Excerpted passage:
Post  AvaDGardner on 4/16/2012, 9:05 pm

Lindacol wrote:I just went back & found this info on soil testing because I have a problem in one of my beds. This bed (the 2nd built out of the 4 I have - the others are doing fine) was filled with a mix that was heavier on the compost portion as I was low on funds when I filled it. The compost is homemade, heavy on the goat manure & alfalfa but also contains horse & yak manure and household wastes and plant material. As I have replenished I have added in some vermiculite, peat and bagged worm castings. This bed was started about 6-7 mos ago. The same compost is used in all 4 beds.

Garlic in this bed looks stunted compared to my other bed with garlic. Carrots started and died. Broccoli did ok, as did some lettuce. Newly transplanted cucs died.

I got one of the home soil tests from HD. The Ph test looked lime green, like the bacground color - I guess neutral to slightly acid. Nitrogen was darker than surplus (not a surprise), the Potash was suffucient to surplus but the Phosphorus was depleted (clear).

The package suggests adding bonemeal but I am confused on how much.

Suggestions?? I am ready to replant this bed and have seeds & seedlings waiting.

Hi Linda. I have done a ton (okay nearly a dozen) soil tests in various places this year (since Feb 1). I have two different tests, and their results are close, but not identical.

Data shown:
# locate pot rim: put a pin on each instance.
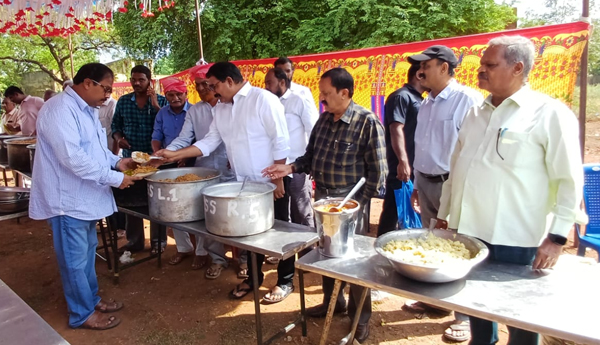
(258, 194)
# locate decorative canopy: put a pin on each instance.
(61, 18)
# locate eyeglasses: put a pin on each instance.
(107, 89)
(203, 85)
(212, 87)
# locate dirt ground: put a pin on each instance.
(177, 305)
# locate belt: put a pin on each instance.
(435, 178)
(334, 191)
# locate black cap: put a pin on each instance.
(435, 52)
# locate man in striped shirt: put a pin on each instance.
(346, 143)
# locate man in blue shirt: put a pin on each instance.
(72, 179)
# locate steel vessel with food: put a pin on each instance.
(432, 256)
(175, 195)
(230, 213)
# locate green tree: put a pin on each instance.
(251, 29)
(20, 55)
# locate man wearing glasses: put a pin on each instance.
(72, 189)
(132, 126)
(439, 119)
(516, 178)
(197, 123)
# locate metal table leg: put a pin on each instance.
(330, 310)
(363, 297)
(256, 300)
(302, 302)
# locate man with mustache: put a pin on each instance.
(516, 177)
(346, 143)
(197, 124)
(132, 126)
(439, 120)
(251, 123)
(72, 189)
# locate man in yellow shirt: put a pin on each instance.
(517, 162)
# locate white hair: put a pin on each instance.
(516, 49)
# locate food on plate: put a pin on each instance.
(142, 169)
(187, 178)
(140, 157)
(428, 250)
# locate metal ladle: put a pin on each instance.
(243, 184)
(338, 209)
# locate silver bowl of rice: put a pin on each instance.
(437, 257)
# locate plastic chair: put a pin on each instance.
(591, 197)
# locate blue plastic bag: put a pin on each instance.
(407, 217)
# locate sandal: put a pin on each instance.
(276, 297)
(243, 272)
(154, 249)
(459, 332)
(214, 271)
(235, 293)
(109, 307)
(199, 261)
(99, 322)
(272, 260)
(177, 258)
* * *
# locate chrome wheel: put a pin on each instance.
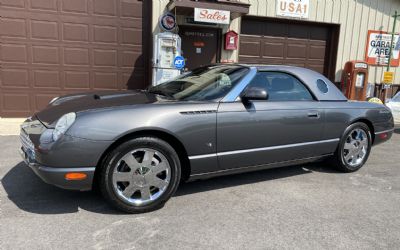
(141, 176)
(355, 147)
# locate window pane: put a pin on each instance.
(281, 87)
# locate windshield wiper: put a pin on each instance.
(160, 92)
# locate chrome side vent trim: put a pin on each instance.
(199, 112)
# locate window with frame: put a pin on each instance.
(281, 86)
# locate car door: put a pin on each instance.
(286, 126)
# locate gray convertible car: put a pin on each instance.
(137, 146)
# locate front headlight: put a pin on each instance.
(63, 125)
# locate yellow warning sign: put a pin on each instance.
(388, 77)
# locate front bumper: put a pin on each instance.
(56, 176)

Activity: From the gardening forum post, list every crop that grew in the problem bed. The records have no connection to the gardening forum post.

Solved problem: Garlic, carrots, broccoli, lettuce, cucs